━━━━━ Entries provided

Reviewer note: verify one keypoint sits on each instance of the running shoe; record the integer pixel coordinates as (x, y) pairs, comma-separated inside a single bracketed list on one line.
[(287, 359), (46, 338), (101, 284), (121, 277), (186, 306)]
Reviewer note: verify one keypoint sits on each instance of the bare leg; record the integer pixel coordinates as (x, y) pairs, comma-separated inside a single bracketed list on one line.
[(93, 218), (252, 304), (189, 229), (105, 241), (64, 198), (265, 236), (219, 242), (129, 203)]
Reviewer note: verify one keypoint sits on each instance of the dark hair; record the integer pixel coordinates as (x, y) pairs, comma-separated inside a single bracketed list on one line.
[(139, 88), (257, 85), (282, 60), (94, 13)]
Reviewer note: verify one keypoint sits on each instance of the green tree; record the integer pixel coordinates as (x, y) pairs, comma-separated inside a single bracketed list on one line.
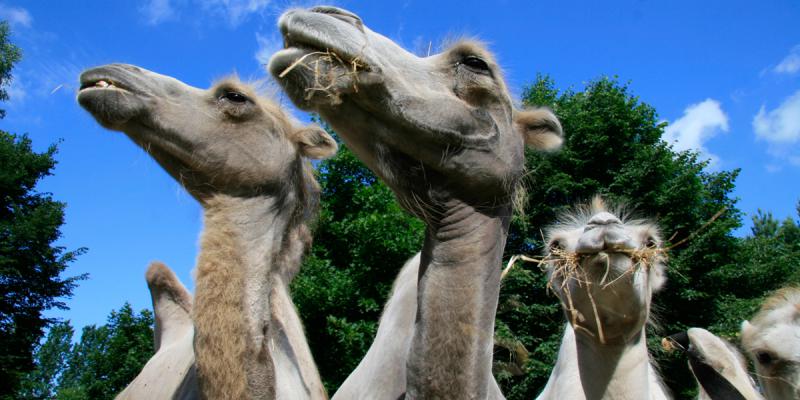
[(613, 147), (50, 358), (362, 239), (764, 261), (108, 357), (30, 263)]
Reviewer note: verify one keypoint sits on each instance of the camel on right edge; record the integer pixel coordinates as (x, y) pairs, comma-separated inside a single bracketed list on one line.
[(718, 367), (772, 340), (442, 133), (604, 269)]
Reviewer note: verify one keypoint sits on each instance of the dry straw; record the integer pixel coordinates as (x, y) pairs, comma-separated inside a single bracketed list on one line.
[(326, 76)]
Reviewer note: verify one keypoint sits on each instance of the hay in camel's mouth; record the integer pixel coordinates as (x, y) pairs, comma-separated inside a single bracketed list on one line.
[(566, 267), (332, 74)]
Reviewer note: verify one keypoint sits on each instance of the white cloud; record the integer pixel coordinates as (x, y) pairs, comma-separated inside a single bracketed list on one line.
[(16, 91), (782, 125), (790, 64), (16, 16), (700, 122), (157, 11), (780, 128), (235, 11)]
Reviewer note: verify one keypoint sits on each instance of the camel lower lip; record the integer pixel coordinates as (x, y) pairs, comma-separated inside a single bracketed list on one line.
[(101, 84)]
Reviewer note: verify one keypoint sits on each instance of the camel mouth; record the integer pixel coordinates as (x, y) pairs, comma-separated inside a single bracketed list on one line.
[(105, 93), (102, 84)]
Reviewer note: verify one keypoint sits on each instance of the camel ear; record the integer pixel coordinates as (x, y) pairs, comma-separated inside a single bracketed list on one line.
[(314, 142), (540, 128), (746, 326)]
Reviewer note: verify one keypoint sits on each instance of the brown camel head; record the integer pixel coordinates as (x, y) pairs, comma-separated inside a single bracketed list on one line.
[(433, 127)]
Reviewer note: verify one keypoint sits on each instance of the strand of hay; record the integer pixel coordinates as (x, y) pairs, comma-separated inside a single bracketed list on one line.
[(326, 79)]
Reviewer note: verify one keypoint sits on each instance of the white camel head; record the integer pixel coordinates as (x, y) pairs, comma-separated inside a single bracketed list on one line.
[(604, 268), (772, 340), (225, 139)]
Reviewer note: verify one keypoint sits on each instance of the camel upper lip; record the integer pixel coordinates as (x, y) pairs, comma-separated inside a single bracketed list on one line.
[(103, 79), (305, 37)]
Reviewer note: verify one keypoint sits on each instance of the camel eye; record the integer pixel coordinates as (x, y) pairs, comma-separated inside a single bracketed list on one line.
[(234, 97), (476, 64), (764, 357)]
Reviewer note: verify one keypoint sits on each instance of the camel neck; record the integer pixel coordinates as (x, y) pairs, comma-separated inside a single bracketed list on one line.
[(235, 274), (619, 371), (459, 282)]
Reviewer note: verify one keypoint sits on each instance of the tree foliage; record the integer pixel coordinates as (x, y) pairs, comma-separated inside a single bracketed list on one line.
[(99, 366), (30, 263), (613, 147), (9, 55), (362, 239)]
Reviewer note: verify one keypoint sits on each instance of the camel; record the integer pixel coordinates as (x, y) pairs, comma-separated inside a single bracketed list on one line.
[(442, 133), (243, 159), (604, 269), (718, 367), (171, 369), (772, 340)]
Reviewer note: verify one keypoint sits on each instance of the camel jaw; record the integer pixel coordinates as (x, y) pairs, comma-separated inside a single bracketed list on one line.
[(323, 58)]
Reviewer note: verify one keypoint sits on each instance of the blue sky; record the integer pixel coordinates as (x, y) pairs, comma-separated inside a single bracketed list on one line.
[(725, 74)]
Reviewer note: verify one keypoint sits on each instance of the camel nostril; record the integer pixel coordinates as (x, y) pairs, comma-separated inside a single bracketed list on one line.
[(604, 218), (340, 14)]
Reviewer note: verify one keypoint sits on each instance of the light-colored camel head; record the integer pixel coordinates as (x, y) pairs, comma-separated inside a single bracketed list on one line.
[(224, 139), (717, 365), (442, 123), (604, 269), (772, 340)]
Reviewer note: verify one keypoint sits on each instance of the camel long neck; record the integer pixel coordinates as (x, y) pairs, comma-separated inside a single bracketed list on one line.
[(238, 251), (459, 282), (614, 371), (586, 369)]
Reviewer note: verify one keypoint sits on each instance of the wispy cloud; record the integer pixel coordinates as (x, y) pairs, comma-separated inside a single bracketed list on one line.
[(780, 128), (16, 16), (157, 11), (267, 46), (234, 12), (790, 64), (700, 122)]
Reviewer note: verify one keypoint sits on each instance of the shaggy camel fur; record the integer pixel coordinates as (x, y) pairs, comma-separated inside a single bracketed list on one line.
[(604, 270), (242, 158), (772, 340), (171, 369), (442, 133), (718, 367)]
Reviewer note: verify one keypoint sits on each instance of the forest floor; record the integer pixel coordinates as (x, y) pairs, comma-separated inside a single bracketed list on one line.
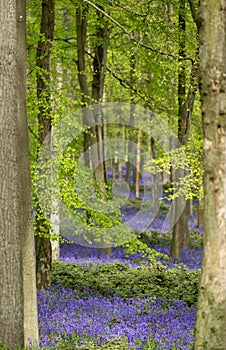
[(123, 301)]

━━━━━━━━━━

With the images excluded, reproduce the data above precisely as written.

• **Exercise answer**:
Reviewer note: verify one keypoint sits on each instance of the running shoe; record the integer pixel coordinates as (x, y) pairs, comma-separated inside a single bracketed list on one line.
[(287, 359), (46, 338), (101, 284), (121, 277), (186, 306)]
Reviewer note: verify one keypoint sits on each instance of the bare leg; record the integer pixel coordinates as (x, y) pairs, comma-separated inside a single bracketed list on one line.
[(93, 218), (252, 304), (189, 229), (105, 241), (64, 198), (265, 236), (219, 242), (129, 203)]
Reviewer note: verify one keypoint sits on each instance of the dark hair; record the integer pixel coordinates as (x, y) pairs, comma-separated inside a single bracketed list on one line.
[(139, 88), (257, 85), (282, 60), (94, 13)]
Reviewer note: verify one keypoint sits on each instance of the green tree; record the integer pixel coordinates as (x, y) pairs, comma-separated inside a single bracketed list on one line.
[(613, 147), (50, 358), (362, 239), (764, 261), (108, 357), (30, 263)]
Reviewer note: verify one keypoint sits on each instance of the camel on right edge; record the integer pixel coordinates as (x, y) pairs, comma-separated inside a single bracketed list on one line.
[(718, 367), (772, 340), (442, 133), (604, 269)]
Reviewer note: verify one keypoint sits on each instance of the dry straw; record the integer pixel coordinates as (x, y) pairs, comma-separated inside a single bracketed list on one line.
[(326, 76)]
Reviewer note: verify one keypoint sits on each instance of the hay in camel's mouth; record the integer pixel coordinates as (x, y) pairs, comma-separated inside a single bracketed list on one line.
[(566, 267), (332, 74)]
Reviewer note: verify one keypoint sits on each instance of the white cloud; record the integer pixel coordinates as (x, y) pairs, comma-separated inside a single bracketed list on one line.
[(16, 91), (782, 125), (790, 64), (16, 16), (700, 122), (157, 11), (780, 128), (235, 11)]
Reviewer note: verify one keypoint sits on each instance of the camel lower lip; record the integer pixel coordinates as (x, y) pairs, comma-separated inside a single bracketed list on one line.
[(101, 84)]
Reviewer note: verify one keypoint sits on each instance of the camel mouth; record the integer pixel coordinates as (x, y) pairs, comma-separated inside a single bracketed list on one line.
[(105, 93), (102, 84)]
Reviewer note: verify one keypoint sits on each instance of the camel ear; record the integer pixel coordinates as (x, y) pairs, comma-separated inside a single bracketed list on one line.
[(314, 142), (540, 128), (746, 326)]
Reviewer note: verify one keypoint sits on each instance of the brown camel head; record the integer pixel coordinates as (x, y) pairs, comma-separated inside a single bracketed list on one line.
[(433, 127)]
Reviewer note: verify one keypoint sits on each instance of the strand of hay; record the integer pixel coordinates as (x, y) pairs, comma-separated inside a single bracketed list on one line.
[(326, 79)]
Reviewer note: verify one keypoint sits on each instance of the white camel head; record the integer pixel coordinates as (x, y) pairs, comma-separated inside a single bracketed list on one line.
[(604, 268), (772, 340), (225, 139)]
Reviewer note: verify one keypoint sits on each instance of the camel upper lip; record the integer pixel coordinates as (x, y) pairs, comma-separated inside a single bracketed list on one line.
[(103, 79), (305, 37)]
Reviewer note: verify one keypoint sits on each instance of the camel eye; record the integer pixel coordinates as (x, y) pairs, comma-separated inside a single bracketed list on one line.
[(234, 97), (476, 64), (764, 357)]
Reviewer note: verify one keypoint sits on each instance of the camel neck; record the integer pixel coordinates as (x, y) pairs, comma-separated inside a single bracketed list on one line.
[(235, 274), (619, 371), (459, 282)]
Reviewer note: verify one keypoint sits on each instance of the tree foliage; record the integer pixel coordinates as (x, y) pairs, comma-separated inside a single bracketed list on one line.
[(99, 366), (30, 263), (613, 147), (9, 55), (362, 239)]
Reviewer note: verify one keypoint sits on each instance of the camel; record the integer pixel coordinates as (x, y) pairs, comma-separated inside a single bracketed list on one line.
[(442, 133), (243, 159), (604, 269), (718, 367), (171, 369), (772, 340)]
Reviewer note: verify one keypoint sits on each instance of the camel jaw; record the integer pixel coordinates as (x, y) pairs, comma-separated inside a single bracketed list on one line.
[(323, 58)]
Reviewer note: verify one keypoint sits on each instance of the blue sky; record the integer pixel coordinates as (x, y) pairs, comma-separated inside a single bracketed list on one line.
[(725, 74)]
Reviewer note: verify one keypoint sits on each instance of the camel nostril; record the integer pixel coordinates as (x, y) pairs, comma-separated inside a single bracketed list on one line.
[(604, 218), (340, 14)]
Reviewer note: verify one keypoint sits on each instance of the light-colored camel head; record the integer pixel coordinates as (x, y) pairs, comma-separated inside a single bracketed list on one line.
[(224, 139), (717, 365), (442, 123), (604, 269), (772, 340)]
Reviewer note: verify one keypoint sits on each instance of the camel long neck; record the integer pixel coordinates as (x, y) pairs, comma-separated inside a single bracketed list on one line.
[(238, 251), (459, 282), (614, 371), (586, 369)]
Reviewer note: verify one keypoint sits on each instance of the wispy cloud; record the integer pixel coordinates as (x, y) pairs, comma-separated inside a single bracketed list on one line.
[(780, 128), (16, 16), (157, 11), (267, 46), (234, 12), (790, 64), (700, 122)]
Reviewer note: verify one keypoint sits on each instance of the shaggy camel fur; record the integer pixel coordinates as (x, y) pairs, comma-separated inside a single bracketed list on one line.
[(604, 270), (242, 158), (772, 340), (171, 369), (442, 133), (718, 367)]
Reviewer note: verify one keypoint sits on each instance of the forest floor; record the integer pixel coordinates as (x, y) pairs, comma-separated inside a single bracketed list on one line.
[(123, 301)]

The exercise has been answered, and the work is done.